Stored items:
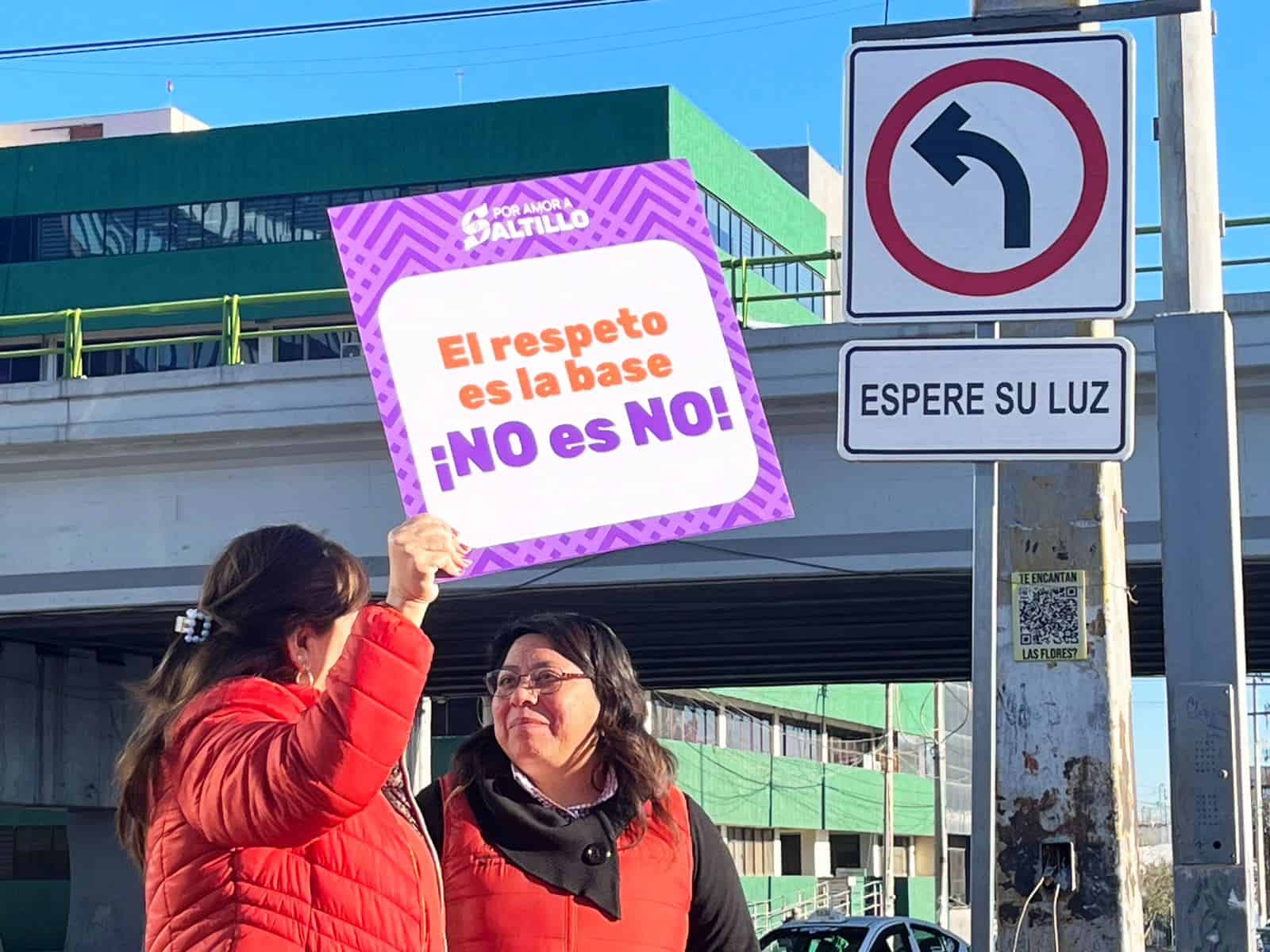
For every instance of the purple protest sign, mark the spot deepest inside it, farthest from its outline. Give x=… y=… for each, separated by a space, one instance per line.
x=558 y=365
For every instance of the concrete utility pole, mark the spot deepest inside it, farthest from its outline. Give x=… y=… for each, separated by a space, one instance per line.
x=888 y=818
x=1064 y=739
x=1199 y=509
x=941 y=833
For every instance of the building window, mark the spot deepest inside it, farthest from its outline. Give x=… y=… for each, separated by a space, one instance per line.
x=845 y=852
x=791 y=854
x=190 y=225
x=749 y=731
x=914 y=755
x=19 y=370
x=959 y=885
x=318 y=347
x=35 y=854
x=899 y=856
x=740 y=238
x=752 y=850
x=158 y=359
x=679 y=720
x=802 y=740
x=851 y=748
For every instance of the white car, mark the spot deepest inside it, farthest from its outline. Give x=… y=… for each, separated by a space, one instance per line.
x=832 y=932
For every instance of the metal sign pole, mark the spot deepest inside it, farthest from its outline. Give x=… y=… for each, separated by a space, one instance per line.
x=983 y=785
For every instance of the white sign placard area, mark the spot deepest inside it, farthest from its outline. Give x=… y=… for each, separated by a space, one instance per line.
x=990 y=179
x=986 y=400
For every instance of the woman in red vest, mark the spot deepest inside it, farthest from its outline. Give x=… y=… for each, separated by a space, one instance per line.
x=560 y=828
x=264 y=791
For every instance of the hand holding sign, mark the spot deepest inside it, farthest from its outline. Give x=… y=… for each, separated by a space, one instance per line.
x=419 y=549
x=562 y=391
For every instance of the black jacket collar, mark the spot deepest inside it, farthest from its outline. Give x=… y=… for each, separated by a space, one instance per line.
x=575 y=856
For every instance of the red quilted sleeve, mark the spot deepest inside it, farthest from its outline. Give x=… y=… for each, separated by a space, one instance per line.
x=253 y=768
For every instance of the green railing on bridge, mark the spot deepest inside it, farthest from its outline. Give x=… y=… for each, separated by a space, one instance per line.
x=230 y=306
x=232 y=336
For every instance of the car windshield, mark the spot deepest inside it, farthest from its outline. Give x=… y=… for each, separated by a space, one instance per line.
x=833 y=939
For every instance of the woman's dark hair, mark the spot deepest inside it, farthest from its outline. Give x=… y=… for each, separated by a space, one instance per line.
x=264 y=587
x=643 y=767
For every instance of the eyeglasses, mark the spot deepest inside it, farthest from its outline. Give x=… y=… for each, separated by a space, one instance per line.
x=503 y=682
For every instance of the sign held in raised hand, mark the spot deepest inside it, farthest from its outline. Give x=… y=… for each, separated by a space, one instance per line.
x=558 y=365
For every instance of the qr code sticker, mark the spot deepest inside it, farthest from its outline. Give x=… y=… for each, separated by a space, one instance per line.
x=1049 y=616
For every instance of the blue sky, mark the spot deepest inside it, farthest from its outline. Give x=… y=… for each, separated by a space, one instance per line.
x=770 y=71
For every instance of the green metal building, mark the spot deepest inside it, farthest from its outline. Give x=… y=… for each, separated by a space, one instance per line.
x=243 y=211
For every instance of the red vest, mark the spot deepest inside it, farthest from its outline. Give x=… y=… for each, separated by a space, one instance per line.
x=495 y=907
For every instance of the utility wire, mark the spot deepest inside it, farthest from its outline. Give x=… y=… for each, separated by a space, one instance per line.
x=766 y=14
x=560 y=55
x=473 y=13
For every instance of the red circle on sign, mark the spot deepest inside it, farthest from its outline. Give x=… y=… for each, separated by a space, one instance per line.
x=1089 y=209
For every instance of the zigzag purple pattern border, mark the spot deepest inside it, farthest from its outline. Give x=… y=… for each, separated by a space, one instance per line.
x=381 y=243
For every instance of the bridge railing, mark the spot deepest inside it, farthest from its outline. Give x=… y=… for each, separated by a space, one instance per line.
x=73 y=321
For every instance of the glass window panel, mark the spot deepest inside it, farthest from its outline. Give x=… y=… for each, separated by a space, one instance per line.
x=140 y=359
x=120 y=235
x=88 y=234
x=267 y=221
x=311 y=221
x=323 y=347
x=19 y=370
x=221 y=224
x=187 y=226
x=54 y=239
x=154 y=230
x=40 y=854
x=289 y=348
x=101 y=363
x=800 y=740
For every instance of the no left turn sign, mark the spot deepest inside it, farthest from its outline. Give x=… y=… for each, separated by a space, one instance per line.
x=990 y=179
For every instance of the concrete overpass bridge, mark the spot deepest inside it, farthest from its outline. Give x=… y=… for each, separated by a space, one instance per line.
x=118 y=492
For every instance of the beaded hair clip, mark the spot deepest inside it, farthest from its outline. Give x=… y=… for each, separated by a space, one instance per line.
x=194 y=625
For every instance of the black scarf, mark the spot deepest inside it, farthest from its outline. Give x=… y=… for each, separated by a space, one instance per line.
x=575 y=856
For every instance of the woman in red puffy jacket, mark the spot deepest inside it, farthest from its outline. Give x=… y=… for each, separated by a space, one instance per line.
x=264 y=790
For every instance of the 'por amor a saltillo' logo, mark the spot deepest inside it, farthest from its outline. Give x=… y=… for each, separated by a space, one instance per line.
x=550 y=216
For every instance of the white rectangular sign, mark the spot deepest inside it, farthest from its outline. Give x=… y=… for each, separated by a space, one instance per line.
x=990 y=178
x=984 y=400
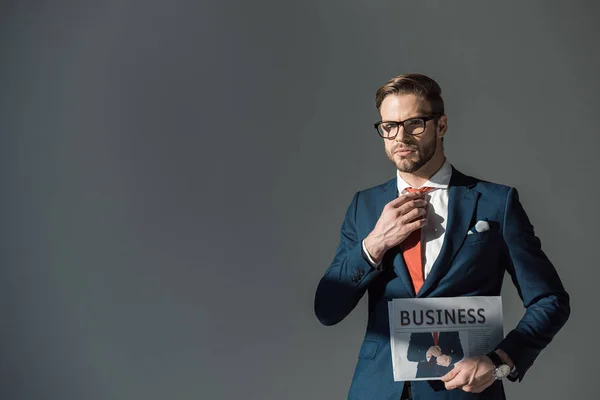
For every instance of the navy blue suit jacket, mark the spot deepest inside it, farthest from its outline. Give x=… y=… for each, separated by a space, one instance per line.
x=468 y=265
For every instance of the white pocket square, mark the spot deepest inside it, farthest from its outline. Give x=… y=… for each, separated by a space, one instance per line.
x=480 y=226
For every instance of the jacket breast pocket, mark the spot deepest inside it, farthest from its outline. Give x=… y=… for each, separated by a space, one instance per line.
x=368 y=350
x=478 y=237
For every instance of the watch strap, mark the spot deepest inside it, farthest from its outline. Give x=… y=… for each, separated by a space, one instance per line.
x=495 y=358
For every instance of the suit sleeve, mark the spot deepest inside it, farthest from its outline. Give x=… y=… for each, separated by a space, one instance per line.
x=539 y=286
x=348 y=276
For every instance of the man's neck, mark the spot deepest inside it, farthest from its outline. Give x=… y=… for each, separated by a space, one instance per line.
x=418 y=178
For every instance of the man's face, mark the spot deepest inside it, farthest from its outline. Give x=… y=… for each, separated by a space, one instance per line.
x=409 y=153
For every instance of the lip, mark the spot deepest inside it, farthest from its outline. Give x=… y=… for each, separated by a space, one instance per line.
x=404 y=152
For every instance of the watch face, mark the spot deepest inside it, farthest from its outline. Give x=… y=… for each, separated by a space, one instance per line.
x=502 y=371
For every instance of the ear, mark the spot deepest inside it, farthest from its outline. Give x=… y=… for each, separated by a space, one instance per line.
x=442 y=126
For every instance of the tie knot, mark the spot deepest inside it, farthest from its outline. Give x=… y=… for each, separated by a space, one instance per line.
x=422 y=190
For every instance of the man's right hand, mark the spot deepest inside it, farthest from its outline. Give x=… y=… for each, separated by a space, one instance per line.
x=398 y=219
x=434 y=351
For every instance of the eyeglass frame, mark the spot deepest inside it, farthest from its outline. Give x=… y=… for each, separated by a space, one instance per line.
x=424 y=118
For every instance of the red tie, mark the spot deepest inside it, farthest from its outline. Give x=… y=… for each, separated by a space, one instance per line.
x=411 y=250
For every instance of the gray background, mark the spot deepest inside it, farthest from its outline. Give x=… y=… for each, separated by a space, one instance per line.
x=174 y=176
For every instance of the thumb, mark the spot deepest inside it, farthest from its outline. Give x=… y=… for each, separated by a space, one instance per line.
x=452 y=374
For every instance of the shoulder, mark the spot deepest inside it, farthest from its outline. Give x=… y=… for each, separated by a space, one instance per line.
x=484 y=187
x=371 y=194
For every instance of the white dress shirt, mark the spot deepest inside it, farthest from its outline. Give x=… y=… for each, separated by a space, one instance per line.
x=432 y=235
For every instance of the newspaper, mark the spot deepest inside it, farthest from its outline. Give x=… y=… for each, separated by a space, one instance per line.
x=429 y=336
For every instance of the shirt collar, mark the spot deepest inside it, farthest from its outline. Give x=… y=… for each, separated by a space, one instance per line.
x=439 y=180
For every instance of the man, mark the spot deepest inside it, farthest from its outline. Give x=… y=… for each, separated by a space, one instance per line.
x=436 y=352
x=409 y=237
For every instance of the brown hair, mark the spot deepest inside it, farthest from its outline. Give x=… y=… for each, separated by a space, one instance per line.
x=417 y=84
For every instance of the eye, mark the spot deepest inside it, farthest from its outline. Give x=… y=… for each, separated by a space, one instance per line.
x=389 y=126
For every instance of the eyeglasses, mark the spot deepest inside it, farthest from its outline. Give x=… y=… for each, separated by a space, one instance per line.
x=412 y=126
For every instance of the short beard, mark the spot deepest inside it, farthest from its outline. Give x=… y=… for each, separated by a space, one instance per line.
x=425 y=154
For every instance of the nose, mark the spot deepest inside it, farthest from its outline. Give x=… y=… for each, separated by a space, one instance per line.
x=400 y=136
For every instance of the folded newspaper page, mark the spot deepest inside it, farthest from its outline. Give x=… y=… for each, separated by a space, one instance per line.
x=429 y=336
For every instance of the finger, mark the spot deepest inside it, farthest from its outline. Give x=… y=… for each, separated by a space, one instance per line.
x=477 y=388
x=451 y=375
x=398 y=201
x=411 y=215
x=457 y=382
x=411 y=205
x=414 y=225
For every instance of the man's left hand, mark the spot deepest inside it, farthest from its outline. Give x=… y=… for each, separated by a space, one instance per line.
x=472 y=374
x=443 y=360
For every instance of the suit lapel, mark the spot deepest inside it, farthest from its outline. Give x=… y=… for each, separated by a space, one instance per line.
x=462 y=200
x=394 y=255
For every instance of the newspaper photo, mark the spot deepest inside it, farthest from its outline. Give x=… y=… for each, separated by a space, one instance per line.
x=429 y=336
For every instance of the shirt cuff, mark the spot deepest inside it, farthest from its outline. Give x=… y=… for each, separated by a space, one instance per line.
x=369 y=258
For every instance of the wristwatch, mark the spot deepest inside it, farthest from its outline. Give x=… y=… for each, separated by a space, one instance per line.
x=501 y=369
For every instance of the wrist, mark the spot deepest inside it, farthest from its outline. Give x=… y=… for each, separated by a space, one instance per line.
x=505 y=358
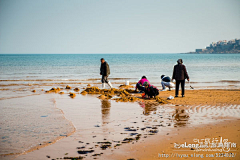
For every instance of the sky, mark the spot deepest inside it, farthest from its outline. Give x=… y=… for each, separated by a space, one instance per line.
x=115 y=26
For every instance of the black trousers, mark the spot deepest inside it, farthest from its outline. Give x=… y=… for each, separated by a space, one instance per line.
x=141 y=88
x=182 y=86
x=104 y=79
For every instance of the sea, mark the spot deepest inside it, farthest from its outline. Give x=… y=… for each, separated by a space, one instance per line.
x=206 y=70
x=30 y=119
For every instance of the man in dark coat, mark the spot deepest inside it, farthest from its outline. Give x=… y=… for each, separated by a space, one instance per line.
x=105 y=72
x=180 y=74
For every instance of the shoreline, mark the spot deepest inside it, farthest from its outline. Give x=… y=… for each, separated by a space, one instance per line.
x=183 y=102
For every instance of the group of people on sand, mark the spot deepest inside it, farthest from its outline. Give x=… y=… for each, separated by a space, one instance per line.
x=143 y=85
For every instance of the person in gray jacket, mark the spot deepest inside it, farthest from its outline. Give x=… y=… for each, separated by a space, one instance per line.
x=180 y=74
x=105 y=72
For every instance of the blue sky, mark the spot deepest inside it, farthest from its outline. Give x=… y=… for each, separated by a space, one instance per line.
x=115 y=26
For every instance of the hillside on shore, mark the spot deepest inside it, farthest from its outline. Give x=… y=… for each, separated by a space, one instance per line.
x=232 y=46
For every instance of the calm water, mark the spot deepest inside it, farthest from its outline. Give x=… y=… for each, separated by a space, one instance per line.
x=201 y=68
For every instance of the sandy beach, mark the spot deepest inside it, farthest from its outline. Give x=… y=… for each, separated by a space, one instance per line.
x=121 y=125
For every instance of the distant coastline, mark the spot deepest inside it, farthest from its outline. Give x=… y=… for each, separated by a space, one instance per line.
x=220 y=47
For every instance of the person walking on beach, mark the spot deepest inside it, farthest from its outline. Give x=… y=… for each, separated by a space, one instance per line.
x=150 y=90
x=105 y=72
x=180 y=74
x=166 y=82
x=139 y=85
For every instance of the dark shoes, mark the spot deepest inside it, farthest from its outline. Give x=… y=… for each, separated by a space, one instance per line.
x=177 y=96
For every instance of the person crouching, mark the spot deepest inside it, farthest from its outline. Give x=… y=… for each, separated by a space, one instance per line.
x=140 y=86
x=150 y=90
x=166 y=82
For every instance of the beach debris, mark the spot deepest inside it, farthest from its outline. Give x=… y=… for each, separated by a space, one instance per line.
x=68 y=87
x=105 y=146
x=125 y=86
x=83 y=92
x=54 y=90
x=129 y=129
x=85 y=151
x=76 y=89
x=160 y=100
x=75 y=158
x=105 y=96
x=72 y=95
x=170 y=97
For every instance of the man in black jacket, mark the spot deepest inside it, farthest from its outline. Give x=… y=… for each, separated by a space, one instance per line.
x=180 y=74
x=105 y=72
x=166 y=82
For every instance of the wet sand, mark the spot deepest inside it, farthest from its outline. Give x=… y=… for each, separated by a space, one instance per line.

- Problem statement -
Render the records as a Markdown table with a "Row" column numbering each line and a "Line" column holding it, starting at the beginning of the records and stopping after the line that contains "x=562 y=391". Omit blank lines and leave the pictures out.

- Written reply -
| Row | Line |
|---|---|
| 1 | For every instance of the purple protest sign, mark the spot deepest inside it, farthest from its outline. Give x=… y=… for each, separated by a space, one instance per line. |
| 2 | x=558 y=365 |
| 3 | For every instance of the concrete utility pole, mark the spot deepest inside it, farthest from its outline. Give x=… y=… for each, separated by a space, one instance per line. |
| 4 | x=888 y=818 |
| 5 | x=1064 y=739 |
| 6 | x=1199 y=509 |
| 7 | x=941 y=833 |
| 8 | For every instance of the building window, mark the spot deepest inside it, farthest from its outline. Give x=… y=… for each, separated by a space, one instance per line. |
| 9 | x=845 y=852 |
| 10 | x=791 y=854 |
| 11 | x=190 y=225 |
| 12 | x=749 y=731 |
| 13 | x=914 y=755 |
| 14 | x=19 y=370 |
| 15 | x=959 y=885 |
| 16 | x=318 y=347 |
| 17 | x=35 y=854 |
| 18 | x=899 y=856 |
| 19 | x=740 y=238 |
| 20 | x=752 y=850 |
| 21 | x=158 y=359 |
| 22 | x=679 y=720 |
| 23 | x=802 y=740 |
| 24 | x=851 y=748 |
| 25 | For every instance of the white car, mark the spot deepest inside it, farthest from its outline. Give x=… y=… for each, separated by a space, one instance per line. |
| 26 | x=832 y=932 |
| 27 | For every instance of the metal sign pole, mark the spot deepest inside it, farthest from its outline. Give x=… y=… for each, separated by a space, one instance per line. |
| 28 | x=983 y=785 |
| 29 | For every instance of the white sign placard area, mark the spot deepest inside it, farthest from its outline. Give x=… y=… for each, separated by a space, one instance per line. |
| 30 | x=990 y=179 |
| 31 | x=986 y=400 |
| 32 | For every instance of the woman in red vest, mark the spot deepest inside it, farthest from its outline. Give x=… y=… for each, separated by a space, one instance per line. |
| 33 | x=560 y=828 |
| 34 | x=264 y=791 |
| 35 | For every instance of the hand holding sign, mark the spot deepest inside it, farthest from its outline. Give x=… y=… for each, separated by a space, one instance per line. |
| 36 | x=419 y=549 |
| 37 | x=562 y=391 |